Sinopse: Como quem procura por memórias sobreviventes nos destroços de uma guerra, a diretora Émilie Serri, nascida no Canadá, revisita imagens de arquivo, histórias de pessoas em exílio e as raízes de seu reservado pai, para reconstituir testemunhos de uma Síria aparentemente perdida. Nas reminiscências desse passado desconhecido, acessível apenas em seus fragmentos, em “Sonhos de Damasco” a cineasta cruza as margens entre o íntimo e o coletivo, entre os desejos de recriar e os de esquecer, para sonhar um país tão distante quanto vivo, tão próprio quanto compartilhado.
Direção: Émilie Serri
Título Original: Damascus Dream (2021)
Gênero: Documentário
Duração: 1h 23min
País: Canadá
Fronteiras das Memórias
Encerrando a mostra competitiva do 10º Olhar de Cinema, o canadense “Sonhos de Damasco” tem como fato gerador a carência afetiva da cineasta canadense Émilie Serri de sua ancestralidade síria. Após uma breve viagem 2010, na qual ela produziu imagens e fotografias do país de seu pai, um conflito interno levou a uma guerra civil e ficou marcada por uma Damasco de arquitetura destruída. A crise humanitária teve como consequência o grande fluxo migratório e é a partir do olhar de alguns cidadãos daquela nação que a diretora traça seu panorama.
Por mais que não se observe uma estrutura em três atos, há três possíveis percepções de linguagens – que não se misturam tanto ao longo da obra. Além disso, observa-se um espelhamento no qual Serri, enquanto narradora, evoca o que muitos acreditam ser o grande legado da globalização para, ao final, mostrar que o local de onde ela extraiu a ideia não possui um viés tão progressista e otimista assim. Tecnologicamente é possível ultrapassar as fronteiras invisíveis dos Estados sem grandes questões. O idioma também passou a ser um desafio cada vez menor com as atuais ferramentas. Porém, a Humanidade não parece disposta a ser (no que há de bom sentido) integralista.
Para além da Síria, uma onda nacionalista perigosa, protofascista, já é observada em alguns pontos estratégicos do Ocidente – como o Brasil e os Estados Unidos. Portanto, qualquer discurso que promove união total de indivíduos passou a ser alvo de perseguição, como se fosse uma ideologia globalista que ataca valores conservadores. Por mais que a defesa da destruição de qualquer barreira também abra espaço para colonizações culturais e um imperialismo etnocida, a resistência econômica a alguns expedientes é apenas um projeto retrógado.

......

■ REQUISITOS
**1.** Diga se cada afirmação concorda com a crítica do filme, respondendo sim ou não e citando as palavras decisivas da crítica sem alteração.
(a) A diretora Émilie Serri nasceu no Canadá.
(b) O filme tem duração de 1h 40min.
(c) O filme abriu a mostra competitiva do 10º Olhar de Cinema.
**2.** Reproduza fielmente o trecho da crítica do filme que vai de "Por mais que não" até "bom sentido) integralista.", incluindo este último.
**3.** Responda com base na crítica do filme:
(a) Qual é o título original do filme?
(b) Que países do Ocidente a crítica cita como exemplos de uma onda nacionalista?
(c) A que gênero pertence o filme?
A listagem não tem nenhum papel nesta atividade.

......

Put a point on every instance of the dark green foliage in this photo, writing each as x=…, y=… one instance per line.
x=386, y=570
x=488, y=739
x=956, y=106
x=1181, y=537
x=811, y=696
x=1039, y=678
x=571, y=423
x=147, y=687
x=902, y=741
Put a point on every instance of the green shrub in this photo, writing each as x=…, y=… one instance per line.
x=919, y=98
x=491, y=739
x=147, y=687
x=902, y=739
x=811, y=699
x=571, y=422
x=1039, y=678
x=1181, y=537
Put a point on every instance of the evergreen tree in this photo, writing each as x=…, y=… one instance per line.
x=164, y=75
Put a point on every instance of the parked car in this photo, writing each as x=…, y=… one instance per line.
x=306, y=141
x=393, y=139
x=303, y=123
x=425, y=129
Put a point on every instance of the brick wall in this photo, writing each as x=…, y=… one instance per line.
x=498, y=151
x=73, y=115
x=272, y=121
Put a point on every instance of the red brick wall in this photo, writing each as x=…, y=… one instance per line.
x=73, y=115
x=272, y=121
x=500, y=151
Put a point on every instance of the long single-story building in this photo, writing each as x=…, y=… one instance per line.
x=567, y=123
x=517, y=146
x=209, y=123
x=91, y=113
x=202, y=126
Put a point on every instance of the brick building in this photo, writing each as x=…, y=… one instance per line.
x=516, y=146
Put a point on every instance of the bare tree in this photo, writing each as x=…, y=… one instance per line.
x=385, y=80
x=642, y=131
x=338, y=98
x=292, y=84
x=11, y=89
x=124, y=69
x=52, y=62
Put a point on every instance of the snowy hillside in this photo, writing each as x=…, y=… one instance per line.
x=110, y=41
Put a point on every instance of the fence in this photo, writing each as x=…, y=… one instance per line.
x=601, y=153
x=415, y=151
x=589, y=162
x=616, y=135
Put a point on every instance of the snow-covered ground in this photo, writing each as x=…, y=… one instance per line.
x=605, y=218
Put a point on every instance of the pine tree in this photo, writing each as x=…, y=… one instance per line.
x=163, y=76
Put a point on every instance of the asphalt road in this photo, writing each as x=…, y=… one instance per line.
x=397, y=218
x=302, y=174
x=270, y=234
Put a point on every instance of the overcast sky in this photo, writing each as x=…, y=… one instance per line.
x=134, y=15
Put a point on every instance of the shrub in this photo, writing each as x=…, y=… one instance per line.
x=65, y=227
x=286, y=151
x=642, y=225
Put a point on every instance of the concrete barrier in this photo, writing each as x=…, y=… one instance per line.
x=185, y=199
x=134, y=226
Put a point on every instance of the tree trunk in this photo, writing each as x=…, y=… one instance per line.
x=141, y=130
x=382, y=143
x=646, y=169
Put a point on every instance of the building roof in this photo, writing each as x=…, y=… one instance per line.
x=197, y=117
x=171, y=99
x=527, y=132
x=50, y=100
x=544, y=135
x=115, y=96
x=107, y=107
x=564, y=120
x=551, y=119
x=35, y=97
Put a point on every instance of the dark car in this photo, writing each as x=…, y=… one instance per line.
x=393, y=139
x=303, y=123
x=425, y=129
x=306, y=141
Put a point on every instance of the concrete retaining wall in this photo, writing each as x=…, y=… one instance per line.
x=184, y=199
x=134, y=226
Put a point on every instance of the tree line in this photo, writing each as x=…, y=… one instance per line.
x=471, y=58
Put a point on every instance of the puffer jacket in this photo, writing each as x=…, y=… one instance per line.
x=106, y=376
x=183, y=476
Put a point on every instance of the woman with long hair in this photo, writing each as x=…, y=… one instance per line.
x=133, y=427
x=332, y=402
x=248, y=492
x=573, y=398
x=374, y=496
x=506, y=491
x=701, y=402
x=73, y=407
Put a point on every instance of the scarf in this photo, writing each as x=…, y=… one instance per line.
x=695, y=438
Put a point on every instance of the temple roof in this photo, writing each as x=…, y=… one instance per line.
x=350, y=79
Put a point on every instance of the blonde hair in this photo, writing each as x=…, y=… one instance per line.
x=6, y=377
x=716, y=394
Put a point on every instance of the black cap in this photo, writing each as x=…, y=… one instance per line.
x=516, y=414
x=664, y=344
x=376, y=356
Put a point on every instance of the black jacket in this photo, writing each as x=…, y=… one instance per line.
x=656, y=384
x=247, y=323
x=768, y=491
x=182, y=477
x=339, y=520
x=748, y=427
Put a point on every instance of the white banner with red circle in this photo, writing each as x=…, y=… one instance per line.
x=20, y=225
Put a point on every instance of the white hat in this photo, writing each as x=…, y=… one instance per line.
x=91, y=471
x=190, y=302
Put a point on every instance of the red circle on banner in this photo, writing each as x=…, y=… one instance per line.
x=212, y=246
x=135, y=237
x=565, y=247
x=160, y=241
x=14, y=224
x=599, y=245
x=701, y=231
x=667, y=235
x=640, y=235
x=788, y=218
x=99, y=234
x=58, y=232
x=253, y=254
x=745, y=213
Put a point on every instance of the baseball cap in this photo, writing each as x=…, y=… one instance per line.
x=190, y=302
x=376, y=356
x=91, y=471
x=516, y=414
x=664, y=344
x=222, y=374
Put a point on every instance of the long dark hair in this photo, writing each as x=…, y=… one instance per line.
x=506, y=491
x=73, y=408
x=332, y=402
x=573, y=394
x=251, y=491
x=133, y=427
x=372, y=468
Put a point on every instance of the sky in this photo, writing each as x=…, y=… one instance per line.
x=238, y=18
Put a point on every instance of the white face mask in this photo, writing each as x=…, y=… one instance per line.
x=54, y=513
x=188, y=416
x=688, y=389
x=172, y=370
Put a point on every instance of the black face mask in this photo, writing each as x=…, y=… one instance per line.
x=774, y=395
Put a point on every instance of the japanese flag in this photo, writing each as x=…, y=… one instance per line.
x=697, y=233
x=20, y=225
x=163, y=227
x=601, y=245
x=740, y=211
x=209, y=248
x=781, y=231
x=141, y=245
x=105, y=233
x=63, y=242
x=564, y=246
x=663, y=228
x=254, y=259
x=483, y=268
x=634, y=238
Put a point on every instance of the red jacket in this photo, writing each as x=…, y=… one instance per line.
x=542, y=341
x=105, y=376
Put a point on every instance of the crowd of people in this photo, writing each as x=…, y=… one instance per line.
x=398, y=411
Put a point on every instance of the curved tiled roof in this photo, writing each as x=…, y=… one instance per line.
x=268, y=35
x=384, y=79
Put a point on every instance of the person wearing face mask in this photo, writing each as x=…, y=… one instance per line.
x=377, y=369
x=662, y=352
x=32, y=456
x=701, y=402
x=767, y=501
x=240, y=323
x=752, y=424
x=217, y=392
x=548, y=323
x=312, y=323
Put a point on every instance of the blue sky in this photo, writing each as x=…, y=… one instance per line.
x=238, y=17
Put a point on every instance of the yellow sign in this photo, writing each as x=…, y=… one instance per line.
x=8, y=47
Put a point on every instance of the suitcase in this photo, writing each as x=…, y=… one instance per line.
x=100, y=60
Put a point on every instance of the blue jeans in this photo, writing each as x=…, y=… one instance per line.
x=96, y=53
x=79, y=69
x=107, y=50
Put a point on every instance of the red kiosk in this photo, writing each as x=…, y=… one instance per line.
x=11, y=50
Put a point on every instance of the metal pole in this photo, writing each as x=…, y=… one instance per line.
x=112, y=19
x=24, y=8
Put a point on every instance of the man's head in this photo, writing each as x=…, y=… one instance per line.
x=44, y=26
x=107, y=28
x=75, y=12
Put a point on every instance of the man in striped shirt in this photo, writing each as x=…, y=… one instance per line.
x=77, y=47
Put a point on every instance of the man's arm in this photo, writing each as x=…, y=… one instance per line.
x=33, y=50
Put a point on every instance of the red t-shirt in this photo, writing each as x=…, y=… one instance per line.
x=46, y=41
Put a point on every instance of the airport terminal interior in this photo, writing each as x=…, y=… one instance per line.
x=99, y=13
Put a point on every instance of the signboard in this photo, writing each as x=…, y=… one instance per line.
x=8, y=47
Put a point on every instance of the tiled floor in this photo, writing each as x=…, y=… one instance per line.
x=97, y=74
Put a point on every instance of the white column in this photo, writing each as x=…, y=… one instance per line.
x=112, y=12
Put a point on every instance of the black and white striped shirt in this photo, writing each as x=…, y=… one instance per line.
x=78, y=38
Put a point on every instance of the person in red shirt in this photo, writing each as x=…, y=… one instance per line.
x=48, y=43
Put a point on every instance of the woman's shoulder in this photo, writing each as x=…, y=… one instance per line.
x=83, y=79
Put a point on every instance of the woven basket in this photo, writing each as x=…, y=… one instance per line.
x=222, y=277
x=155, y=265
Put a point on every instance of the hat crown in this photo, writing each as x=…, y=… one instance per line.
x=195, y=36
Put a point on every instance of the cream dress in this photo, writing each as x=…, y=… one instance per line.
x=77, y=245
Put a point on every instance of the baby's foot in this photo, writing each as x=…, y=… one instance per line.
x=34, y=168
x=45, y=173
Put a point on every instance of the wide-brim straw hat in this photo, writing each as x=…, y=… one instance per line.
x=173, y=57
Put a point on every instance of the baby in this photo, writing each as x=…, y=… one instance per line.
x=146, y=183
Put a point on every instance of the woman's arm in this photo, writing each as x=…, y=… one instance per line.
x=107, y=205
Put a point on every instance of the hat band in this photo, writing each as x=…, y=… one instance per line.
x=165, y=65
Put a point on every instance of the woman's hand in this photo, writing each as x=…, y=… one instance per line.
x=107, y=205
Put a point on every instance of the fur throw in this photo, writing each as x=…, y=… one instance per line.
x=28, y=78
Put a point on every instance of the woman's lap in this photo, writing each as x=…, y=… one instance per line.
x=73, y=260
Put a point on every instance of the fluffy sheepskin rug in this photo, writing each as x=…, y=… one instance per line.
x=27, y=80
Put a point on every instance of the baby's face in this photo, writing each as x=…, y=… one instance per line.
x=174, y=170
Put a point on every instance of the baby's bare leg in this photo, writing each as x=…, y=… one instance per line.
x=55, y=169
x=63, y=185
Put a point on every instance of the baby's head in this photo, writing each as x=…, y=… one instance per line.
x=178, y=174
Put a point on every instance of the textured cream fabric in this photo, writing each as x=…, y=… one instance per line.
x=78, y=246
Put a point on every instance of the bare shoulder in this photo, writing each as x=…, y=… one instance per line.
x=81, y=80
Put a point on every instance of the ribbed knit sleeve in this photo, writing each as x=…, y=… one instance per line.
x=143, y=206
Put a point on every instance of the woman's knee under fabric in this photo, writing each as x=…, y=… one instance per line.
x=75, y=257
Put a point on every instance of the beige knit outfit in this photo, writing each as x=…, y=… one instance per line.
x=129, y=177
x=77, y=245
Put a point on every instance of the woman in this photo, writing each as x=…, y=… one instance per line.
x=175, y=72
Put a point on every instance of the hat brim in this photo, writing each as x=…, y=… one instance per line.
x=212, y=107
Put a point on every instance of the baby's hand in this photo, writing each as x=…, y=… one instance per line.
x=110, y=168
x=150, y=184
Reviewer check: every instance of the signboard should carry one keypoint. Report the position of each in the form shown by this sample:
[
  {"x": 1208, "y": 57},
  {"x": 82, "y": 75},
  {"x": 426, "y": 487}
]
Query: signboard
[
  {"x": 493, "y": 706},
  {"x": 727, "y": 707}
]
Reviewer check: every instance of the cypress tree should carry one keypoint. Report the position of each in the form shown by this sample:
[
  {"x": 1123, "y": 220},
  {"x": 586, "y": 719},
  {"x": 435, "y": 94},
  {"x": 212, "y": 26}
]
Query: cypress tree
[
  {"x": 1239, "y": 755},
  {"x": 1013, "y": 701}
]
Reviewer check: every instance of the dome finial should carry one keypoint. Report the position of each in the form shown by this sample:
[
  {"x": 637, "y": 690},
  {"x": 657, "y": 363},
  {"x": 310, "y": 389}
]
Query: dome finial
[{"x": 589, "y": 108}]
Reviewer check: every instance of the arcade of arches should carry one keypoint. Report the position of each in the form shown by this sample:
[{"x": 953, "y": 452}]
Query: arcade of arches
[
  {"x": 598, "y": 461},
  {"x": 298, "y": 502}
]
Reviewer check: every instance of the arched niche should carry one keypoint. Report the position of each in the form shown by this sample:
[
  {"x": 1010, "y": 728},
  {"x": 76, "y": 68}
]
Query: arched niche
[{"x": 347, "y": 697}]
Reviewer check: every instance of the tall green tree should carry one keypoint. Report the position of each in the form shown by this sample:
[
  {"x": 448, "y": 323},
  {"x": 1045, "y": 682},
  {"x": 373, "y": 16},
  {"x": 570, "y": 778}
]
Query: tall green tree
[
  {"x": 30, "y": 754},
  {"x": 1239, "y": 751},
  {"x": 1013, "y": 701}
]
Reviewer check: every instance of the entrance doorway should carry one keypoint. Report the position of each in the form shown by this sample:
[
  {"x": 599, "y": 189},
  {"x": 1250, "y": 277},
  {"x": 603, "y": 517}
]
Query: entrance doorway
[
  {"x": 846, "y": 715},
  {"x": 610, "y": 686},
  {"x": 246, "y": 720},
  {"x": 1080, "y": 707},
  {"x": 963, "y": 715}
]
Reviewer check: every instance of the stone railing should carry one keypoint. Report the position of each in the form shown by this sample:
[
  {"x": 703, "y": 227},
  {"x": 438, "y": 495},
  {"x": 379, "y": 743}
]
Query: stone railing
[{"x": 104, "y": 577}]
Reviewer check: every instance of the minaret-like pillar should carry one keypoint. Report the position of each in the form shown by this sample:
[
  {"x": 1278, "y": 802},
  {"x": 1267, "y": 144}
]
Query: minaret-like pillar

......

■ SOLUÇÕES
**1.**
(a) Sim: "a diretora Émilie Serri, nascida no Canadá"
(b) Não: "Duração: 1h 23min"
(c) Não: "Encerrando a mostra competitiva do 10º Olhar de Cinema"

**2.**
Por mais que não se observe uma estrutura em três atos, há três possíveis percepções de linguagens – que não se misturam tanto ao longo da obra. Além disso, observa-se um espelhamento no qual Serri, enquanto narradora, evoca o que muitos acreditam ser o grande legado da globalização para, ao final, mostrar que o local de onde ela extraiu a ideia não possui um viés tão progressista e otimista assim. Tecnologicamente é possível ultrapassar as fronteiras invisíveis dos Estados sem grandes questões. O idioma também passou a ser um desafio cada vez menor com as atuais ferramentas. Porém, a Humanidade não parece disposta a ser (no que há de bom sentido) integralista.

**3.**
(a) Damascus Dream (2021)
(b) O Brasil e os Estados Unidos
(c) Documentário